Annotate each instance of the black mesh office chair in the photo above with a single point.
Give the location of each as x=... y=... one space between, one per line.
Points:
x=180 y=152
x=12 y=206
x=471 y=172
================================
**TASK DESCRIPTION:**
Shift every point in the material by -103 on both x and y, and write out all of the material again, requests included.

**TASK ANSWER:**
Annotate each instance of the black mesh office chair in the photo above with a single point.
Give the location of each as x=... y=... one space between, one per line.
Points:
x=77 y=49
x=-91 y=103
x=368 y=69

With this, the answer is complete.